Stored data
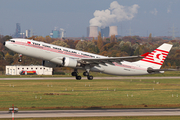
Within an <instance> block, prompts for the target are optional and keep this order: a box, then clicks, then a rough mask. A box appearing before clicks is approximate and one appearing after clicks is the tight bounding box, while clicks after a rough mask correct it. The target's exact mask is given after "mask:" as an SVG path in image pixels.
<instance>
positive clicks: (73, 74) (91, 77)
mask: <svg viewBox="0 0 180 120" xmlns="http://www.w3.org/2000/svg"><path fill="white" fill-rule="evenodd" d="M71 75H72V76H75V77H76V80H81V76H79V75H78V71H77V69H74V72H72V73H71ZM83 75H84V76H87V79H88V80H92V79H93V76H92V75H89V72H87V71H86V72H84V73H83Z"/></svg>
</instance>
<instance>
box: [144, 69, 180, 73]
mask: <svg viewBox="0 0 180 120" xmlns="http://www.w3.org/2000/svg"><path fill="white" fill-rule="evenodd" d="M161 71H180V69H152V68H148V69H147V72H148V73H159V72H161Z"/></svg>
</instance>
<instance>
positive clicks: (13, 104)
mask: <svg viewBox="0 0 180 120" xmlns="http://www.w3.org/2000/svg"><path fill="white" fill-rule="evenodd" d="M12 108H13V110H12V120H14V104H12Z"/></svg>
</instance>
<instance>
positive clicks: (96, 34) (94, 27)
mask: <svg viewBox="0 0 180 120" xmlns="http://www.w3.org/2000/svg"><path fill="white" fill-rule="evenodd" d="M89 37H98V26H89Z"/></svg>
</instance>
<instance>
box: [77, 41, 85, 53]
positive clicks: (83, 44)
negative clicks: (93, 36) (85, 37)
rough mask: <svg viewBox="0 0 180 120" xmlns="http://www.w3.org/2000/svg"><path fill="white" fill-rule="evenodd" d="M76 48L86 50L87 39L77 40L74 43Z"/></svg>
mask: <svg viewBox="0 0 180 120" xmlns="http://www.w3.org/2000/svg"><path fill="white" fill-rule="evenodd" d="M76 49H77V50H82V51H87V41H85V40H84V41H81V40H80V41H79V42H78V43H77V44H76Z"/></svg>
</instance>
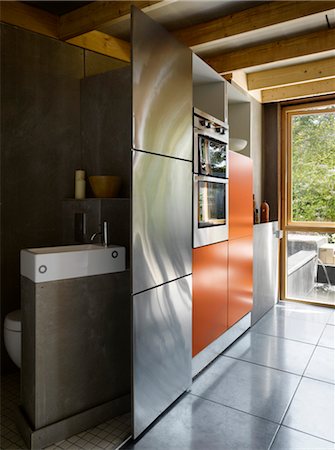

__Goal of the exercise__: Each line from the one containing "positive clicks: (83, 44)" down to the final line of the records above must be reproduced exactly; no pictures go into the copy.

__Answer box__:
positive clicks: (83, 44)
negative clicks: (93, 36) (85, 37)
rough mask: <svg viewBox="0 0 180 120" xmlns="http://www.w3.org/2000/svg"><path fill="white" fill-rule="evenodd" d="M76 48L86 50L87 39L77 40L74 43Z"/></svg>
mask: <svg viewBox="0 0 180 120" xmlns="http://www.w3.org/2000/svg"><path fill="white" fill-rule="evenodd" d="M76 49H77V50H82V51H87V41H85V40H84V41H81V40H80V41H79V42H78V43H77V44H76Z"/></svg>
</instance>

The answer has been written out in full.